WHAT YOU SHOULD DO: Retype all the records with nothing changed.

Location identification items
● ● ● ● ● ● ●

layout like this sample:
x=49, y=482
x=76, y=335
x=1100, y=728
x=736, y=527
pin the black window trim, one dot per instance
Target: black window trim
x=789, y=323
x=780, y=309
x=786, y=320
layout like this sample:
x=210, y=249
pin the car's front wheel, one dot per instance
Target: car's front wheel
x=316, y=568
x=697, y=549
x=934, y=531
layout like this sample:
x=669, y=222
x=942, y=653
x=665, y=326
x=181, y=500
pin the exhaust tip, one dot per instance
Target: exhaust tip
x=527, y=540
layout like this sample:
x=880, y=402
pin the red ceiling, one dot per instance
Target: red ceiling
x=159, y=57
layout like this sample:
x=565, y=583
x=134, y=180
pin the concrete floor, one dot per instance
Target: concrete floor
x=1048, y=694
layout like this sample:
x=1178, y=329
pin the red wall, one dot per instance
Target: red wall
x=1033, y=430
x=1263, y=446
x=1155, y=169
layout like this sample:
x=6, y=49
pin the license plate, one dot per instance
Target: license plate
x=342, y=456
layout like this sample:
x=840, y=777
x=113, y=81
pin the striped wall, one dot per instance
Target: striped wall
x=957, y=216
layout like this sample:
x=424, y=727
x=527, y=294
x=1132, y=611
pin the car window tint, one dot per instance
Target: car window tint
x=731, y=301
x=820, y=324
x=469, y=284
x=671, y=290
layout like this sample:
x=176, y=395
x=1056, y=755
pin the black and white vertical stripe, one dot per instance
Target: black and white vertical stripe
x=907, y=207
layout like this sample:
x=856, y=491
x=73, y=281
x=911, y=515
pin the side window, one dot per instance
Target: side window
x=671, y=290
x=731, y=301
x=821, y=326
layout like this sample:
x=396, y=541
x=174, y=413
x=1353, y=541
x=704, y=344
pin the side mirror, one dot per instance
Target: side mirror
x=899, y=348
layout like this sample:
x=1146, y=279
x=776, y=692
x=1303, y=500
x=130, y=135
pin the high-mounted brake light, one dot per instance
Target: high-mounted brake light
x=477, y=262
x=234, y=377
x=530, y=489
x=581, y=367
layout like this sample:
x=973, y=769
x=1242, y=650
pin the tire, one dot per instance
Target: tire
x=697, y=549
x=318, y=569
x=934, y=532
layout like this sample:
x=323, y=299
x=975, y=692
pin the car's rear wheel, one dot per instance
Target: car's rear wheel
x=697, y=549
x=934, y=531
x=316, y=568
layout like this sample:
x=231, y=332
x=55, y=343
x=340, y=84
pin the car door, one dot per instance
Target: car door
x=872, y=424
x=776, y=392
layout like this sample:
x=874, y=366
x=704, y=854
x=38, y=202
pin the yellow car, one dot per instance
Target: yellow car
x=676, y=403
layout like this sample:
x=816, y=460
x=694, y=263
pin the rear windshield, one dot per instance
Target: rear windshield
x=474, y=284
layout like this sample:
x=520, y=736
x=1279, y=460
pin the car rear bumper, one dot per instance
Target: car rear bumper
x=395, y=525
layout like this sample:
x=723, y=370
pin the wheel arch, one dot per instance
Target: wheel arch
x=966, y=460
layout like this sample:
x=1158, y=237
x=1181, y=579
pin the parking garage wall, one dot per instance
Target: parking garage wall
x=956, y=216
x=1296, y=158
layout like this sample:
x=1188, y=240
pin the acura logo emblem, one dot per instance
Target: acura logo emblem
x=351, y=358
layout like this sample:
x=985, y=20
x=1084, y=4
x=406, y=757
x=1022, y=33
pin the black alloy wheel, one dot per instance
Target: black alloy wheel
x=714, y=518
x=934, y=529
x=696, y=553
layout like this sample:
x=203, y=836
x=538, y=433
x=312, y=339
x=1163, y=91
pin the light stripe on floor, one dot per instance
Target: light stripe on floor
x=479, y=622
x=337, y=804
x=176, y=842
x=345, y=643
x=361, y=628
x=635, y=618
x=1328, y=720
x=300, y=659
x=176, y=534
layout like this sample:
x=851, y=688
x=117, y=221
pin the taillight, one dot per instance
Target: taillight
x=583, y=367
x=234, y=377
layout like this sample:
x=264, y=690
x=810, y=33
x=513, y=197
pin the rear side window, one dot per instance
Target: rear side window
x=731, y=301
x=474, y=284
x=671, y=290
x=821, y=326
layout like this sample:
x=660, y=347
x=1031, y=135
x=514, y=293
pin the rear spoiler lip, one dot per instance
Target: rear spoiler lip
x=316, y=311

● ● ● ● ● ● ●

RIGHT ANSWER:
layout like this sample:
x=49, y=482
x=76, y=335
x=1100, y=728
x=736, y=527
pin the black window trim, one dot per instance
Target: black window trim
x=789, y=323
x=780, y=309
x=786, y=320
layout like this sample:
x=210, y=249
pin the car's front wheel, one dot per instance
Target: car's front wheel
x=316, y=568
x=697, y=549
x=934, y=531
layout like this sample:
x=669, y=222
x=942, y=653
x=665, y=326
x=181, y=500
pin the exhaust tip, one dot per instance
Target: exhaust tip
x=527, y=540
layout like this sample:
x=880, y=402
pin the red ceiling, one dot per instance
Target: red ceiling
x=159, y=57
layout like this sample:
x=565, y=583
x=134, y=180
pin the concrete floor, one dot per instance
Target: concrete floor
x=1048, y=694
layout like this sample:
x=1178, y=329
pin the red wall, one dot per instance
Target: red wall
x=1033, y=430
x=1263, y=446
x=1155, y=169
layout like this sample:
x=6, y=49
pin the license plate, one dot per instance
Target: license plate
x=342, y=456
layout like this sample:
x=840, y=777
x=113, y=81
pin the striped wall, one dot per instance
Target: striped wall
x=957, y=216
layout like this sample:
x=424, y=727
x=527, y=294
x=1132, y=611
pin the car window tint, one dot per instance
Target: car window tint
x=731, y=301
x=820, y=324
x=469, y=284
x=671, y=290
layout like this sample:
x=176, y=395
x=1056, y=755
pin the black and white vertical stripe, one dot per instance
Target: black and white vertical stripe
x=907, y=207
layout like this sample:
x=856, y=491
x=73, y=281
x=911, y=515
pin the side window, one dot per instance
Target: side window
x=671, y=290
x=731, y=301
x=821, y=326
layout like this sample:
x=396, y=541
x=174, y=413
x=1353, y=541
x=704, y=344
pin the side mirror, one dot per instance
Target: side mirror
x=899, y=348
layout like this sample:
x=1146, y=279
x=776, y=692
x=1303, y=500
x=130, y=135
pin the high-mounted brake light, one dot per instance
Target: high-mounted brake light
x=477, y=262
x=234, y=377
x=530, y=489
x=581, y=367
layout like this sample:
x=973, y=769
x=1242, y=650
pin the tire, one dot per instance
Target: tire
x=697, y=549
x=318, y=569
x=934, y=532
layout like this sample:
x=323, y=299
x=975, y=692
pin the car's rear wheel, one dot per instance
Target: car's rear wheel
x=697, y=549
x=934, y=531
x=316, y=568
layout like this sample:
x=231, y=332
x=55, y=343
x=340, y=84
pin the car door, one dot per instance
Target: car door
x=872, y=424
x=776, y=392
layout like this sample:
x=874, y=366
x=704, y=854
x=38, y=202
pin the yellow car, one dot per instance
Target: yellow car
x=676, y=403
layout like this sample:
x=816, y=460
x=694, y=263
pin the rear windshield, one dot per instance
Target: rear windshield
x=474, y=284
layout like this sample:
x=520, y=736
x=1279, y=460
pin the car rear bumper, one dot per instance
Target: car rear bumper
x=395, y=525
layout like this sample:
x=723, y=370
pin the wheel arch, one dot per instance
Target: wheel arch
x=966, y=460
layout like this sample:
x=1158, y=237
x=1181, y=579
pin the parking garage wall, one dot per instance
Target: parking garage wall
x=956, y=216
x=1296, y=158
layout like this sample:
x=1188, y=240
pin the acura logo emblem, one dot per instance
Target: acura logo emblem
x=351, y=358
layout like this sample:
x=985, y=20
x=1084, y=4
x=406, y=757
x=1022, y=33
pin the black alloy wheel, one dot per instance
Target: black alloy wheel
x=714, y=518
x=934, y=529
x=696, y=553
layout like this sample:
x=203, y=836
x=538, y=433
x=312, y=339
x=1163, y=91
pin the light stripe on floor, one dot per instance
Target: light stripe on floor
x=479, y=622
x=337, y=804
x=176, y=842
x=345, y=643
x=361, y=628
x=635, y=618
x=1328, y=720
x=300, y=659
x=176, y=534
layout like this sample:
x=851, y=688
x=117, y=221
pin the taillight, one dot per instance
Target: taillight
x=583, y=367
x=234, y=377
layout like this sample:
x=264, y=690
x=810, y=33
x=513, y=197
pin the rear side window, one dot per instance
Target: rear side window
x=731, y=301
x=474, y=284
x=671, y=290
x=821, y=326
layout like this sample:
x=660, y=347
x=1031, y=135
x=514, y=293
pin the rear spoiler lip, one dot per instance
Target: rear spoiler lip
x=316, y=311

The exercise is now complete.